*Stated problem*: Resize the lines below by rewriting all of them, requests included, with each point coordinate in the answers multiplied by 0.75 and rounded to a whole number, halves rounded up. Keep the request text and its sample coordinates unchanged.

-- start of Entries --

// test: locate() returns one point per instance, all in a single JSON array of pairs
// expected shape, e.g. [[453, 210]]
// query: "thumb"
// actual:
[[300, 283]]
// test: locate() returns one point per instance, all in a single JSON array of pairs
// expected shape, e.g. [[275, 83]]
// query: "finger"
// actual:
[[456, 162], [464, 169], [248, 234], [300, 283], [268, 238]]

-- end of Entries --

*Exercise answer*:
// test: locate() returns one point per instance, all in a single JSON array of pairs
// expected shape, e.g. [[453, 210]]
// query: "thumb"
// actual:
[[225, 212]]
// test: locate() returns one point per instance, all in a single JSON array of pairs
// expected shape, e.g. [[275, 83]]
// query: "finger"
// actual:
[[342, 122], [348, 127], [186, 176], [225, 212], [201, 179]]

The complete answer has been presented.